Your task is to extract every entry that follows word for word while excluding the pictures.

══════

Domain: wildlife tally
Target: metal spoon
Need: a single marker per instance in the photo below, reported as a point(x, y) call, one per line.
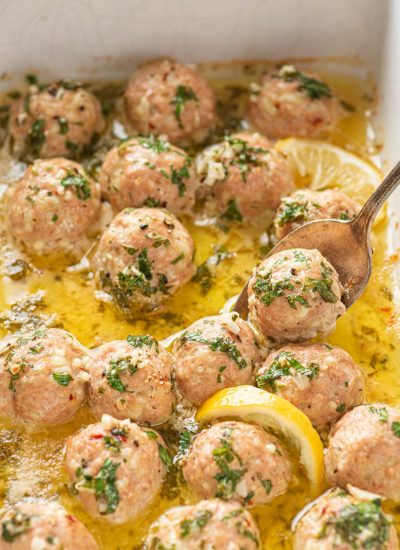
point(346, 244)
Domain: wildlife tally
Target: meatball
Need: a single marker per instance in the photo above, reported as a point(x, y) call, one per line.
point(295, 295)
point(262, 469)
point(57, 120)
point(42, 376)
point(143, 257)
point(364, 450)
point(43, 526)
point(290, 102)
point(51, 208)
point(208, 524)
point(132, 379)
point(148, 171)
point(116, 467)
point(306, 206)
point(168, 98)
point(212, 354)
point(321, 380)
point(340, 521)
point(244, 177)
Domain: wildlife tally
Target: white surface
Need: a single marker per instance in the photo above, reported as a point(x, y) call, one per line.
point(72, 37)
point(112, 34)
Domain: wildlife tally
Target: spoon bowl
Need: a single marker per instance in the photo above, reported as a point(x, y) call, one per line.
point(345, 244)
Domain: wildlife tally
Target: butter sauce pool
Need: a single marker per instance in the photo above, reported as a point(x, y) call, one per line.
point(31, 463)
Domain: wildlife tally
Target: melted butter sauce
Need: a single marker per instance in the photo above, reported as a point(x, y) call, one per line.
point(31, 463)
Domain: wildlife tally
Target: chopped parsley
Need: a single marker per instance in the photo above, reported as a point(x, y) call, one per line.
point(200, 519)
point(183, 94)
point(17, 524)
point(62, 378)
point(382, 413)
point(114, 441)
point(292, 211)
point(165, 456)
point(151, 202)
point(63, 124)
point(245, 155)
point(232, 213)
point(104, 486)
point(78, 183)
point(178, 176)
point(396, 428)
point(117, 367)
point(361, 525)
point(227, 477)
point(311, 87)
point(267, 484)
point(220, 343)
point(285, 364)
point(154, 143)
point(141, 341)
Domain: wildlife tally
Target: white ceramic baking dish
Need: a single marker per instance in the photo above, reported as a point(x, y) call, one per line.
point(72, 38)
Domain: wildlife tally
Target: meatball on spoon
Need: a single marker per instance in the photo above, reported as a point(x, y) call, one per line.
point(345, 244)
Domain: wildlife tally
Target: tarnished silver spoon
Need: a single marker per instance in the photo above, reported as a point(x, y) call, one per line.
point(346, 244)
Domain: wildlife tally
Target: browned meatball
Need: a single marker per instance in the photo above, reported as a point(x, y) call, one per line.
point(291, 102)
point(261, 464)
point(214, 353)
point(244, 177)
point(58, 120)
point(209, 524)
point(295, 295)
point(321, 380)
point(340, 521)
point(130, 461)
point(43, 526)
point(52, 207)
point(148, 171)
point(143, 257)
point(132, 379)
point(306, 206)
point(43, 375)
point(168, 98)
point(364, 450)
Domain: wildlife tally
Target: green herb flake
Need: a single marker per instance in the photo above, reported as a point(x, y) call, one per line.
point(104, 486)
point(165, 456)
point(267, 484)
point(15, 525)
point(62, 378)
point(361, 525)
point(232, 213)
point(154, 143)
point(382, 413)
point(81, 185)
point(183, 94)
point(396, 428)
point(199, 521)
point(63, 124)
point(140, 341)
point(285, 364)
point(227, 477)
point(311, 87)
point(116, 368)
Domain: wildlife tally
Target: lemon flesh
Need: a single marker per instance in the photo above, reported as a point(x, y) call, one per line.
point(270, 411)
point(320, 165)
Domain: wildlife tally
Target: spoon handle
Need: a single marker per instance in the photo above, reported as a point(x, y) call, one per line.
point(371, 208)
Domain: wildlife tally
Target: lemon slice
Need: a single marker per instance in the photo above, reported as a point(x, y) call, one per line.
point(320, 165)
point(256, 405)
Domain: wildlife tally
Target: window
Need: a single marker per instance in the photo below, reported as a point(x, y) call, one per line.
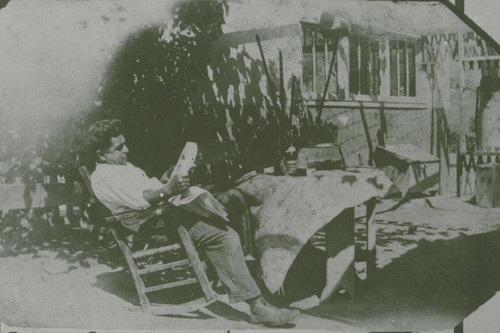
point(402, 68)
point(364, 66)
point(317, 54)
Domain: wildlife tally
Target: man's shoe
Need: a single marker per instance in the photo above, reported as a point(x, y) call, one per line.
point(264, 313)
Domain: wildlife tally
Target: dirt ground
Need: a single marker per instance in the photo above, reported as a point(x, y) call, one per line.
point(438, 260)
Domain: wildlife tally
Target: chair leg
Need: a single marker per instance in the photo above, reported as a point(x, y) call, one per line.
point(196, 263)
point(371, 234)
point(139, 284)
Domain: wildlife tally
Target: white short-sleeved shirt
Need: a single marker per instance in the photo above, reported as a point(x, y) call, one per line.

══════

* Exercise output
Domain: wildlife tally
Target: metal spoon
Need: a single marker per instance in the photo below, reported as a point(x, y) call, one per line.
point(346, 244)
Domain: wildlife tally
Target: meatball
Need: a single marker per instance in the photo above, reported as a point(x, y) call, one per line.
point(295, 295)
point(262, 469)
point(57, 120)
point(42, 376)
point(143, 257)
point(364, 450)
point(43, 526)
point(290, 102)
point(51, 208)
point(208, 524)
point(132, 379)
point(148, 171)
point(116, 467)
point(306, 206)
point(168, 98)
point(212, 354)
point(321, 380)
point(340, 521)
point(244, 177)
Domain: wildlife tally
Target: white surface
Need: a single marker per instance in the photo above, reported as a point(x, y) call, one per line.
point(72, 37)
point(112, 34)
Domain: wildlife tally
Target: spoon bowl
Need: a single marker per instance in the photo above, reported as a point(x, y) call, one per line.
point(345, 244)
Domain: wildlife tally
Target: butter sauce pool
Need: a single marker per instance in the photo above, reported as a point(x, y) call, one per line.
point(31, 463)
Domain: wildlife tally
Target: melted butter sauce
Need: a single marker per instance in the photo above, reported as a point(x, y) call, one per line.
point(31, 463)
Domain: wildlife tally
Target: chopped parsley
Need: a single marker per instance in the photo above, reported as a point(x, y) call, one per line.
point(200, 519)
point(183, 94)
point(17, 524)
point(62, 378)
point(382, 413)
point(114, 441)
point(292, 211)
point(165, 456)
point(151, 202)
point(63, 124)
point(245, 155)
point(232, 213)
point(104, 486)
point(78, 183)
point(178, 176)
point(396, 428)
point(117, 367)
point(361, 525)
point(227, 477)
point(311, 87)
point(267, 484)
point(220, 343)
point(285, 364)
point(154, 143)
point(141, 341)
Domain: wildlife tally
Target: white ceramic baking dish
Need: a single marker per instance in the photo above, reported as a point(x, y) call, one per line.
point(72, 38)
Domain: wildlife tally
Target: meatball on spoon
Need: a single marker per instance in the photo above, reported as a point(x, y) call, one per line.
point(345, 244)
Domain: wildlife tally
Target: tarnished silver spoon
Need: a single marker per instance in the photo above, reported as a point(x, y) call, one per line.
point(346, 244)
Domain: wildlife tally
Target: browned meatball
Need: a single marker per instance in the photo above, reported as a point(x, y) call, one per line.
point(291, 102)
point(261, 464)
point(214, 353)
point(244, 177)
point(58, 120)
point(209, 524)
point(295, 295)
point(321, 380)
point(340, 521)
point(130, 461)
point(43, 526)
point(52, 207)
point(148, 171)
point(143, 257)
point(132, 379)
point(306, 206)
point(43, 375)
point(168, 98)
point(364, 450)
Domain: wildlife tally
Target: green herb flake
Need: a single marker per instance in the photo above, reported as a point(x, y) call, one per line.
point(104, 486)
point(165, 456)
point(267, 484)
point(15, 525)
point(62, 378)
point(361, 525)
point(232, 213)
point(154, 143)
point(382, 413)
point(81, 185)
point(183, 94)
point(396, 428)
point(199, 521)
point(63, 124)
point(140, 341)
point(285, 364)
point(227, 477)
point(311, 87)
point(116, 368)
Domain: wildlife tally
Target: lemon flesh
Need: a single marker per instance in the photo above, reported as a point(x, y) call, one per line.
point(270, 411)
point(320, 165)
Domain: wildlife tally
Target: spoon handle
Need: a single marker per instance in the photo above, reported as a point(x, y) call, one per line.
point(371, 208)
Domain: wildlife tally
Target: lemon slice
Need: a single marker per instance in the photo above, reported as a point(x, y) call, one per line.
point(320, 165)
point(256, 405)
Domain: wildlife tally
Target: window
Need: a single marker per instance in the photo below, reported as a point(x, y) call, one per line.
point(402, 68)
point(364, 66)
point(317, 54)
Domain: wildlife tally
Target: man's shoe
Need: a single marker per instance in the photo above, reported as a point(x, y) call, one per line.
point(264, 313)
Domain: wildlife tally
Target: dirt ground
Need: a single marker per instance in the photo above, reported as a point(x, y) call, one per line.
point(438, 260)
Domain: wildlife tally
Target: chair leg
Need: a single marker per instance in the photo above, reported as a point(x, y) call, one per line.
point(196, 263)
point(371, 234)
point(139, 284)
Domain: wildlife tally
Target: white short-sleeved shirt
Need: a single marker per instance in the photo above, reported as a point(x, y) call, one per line.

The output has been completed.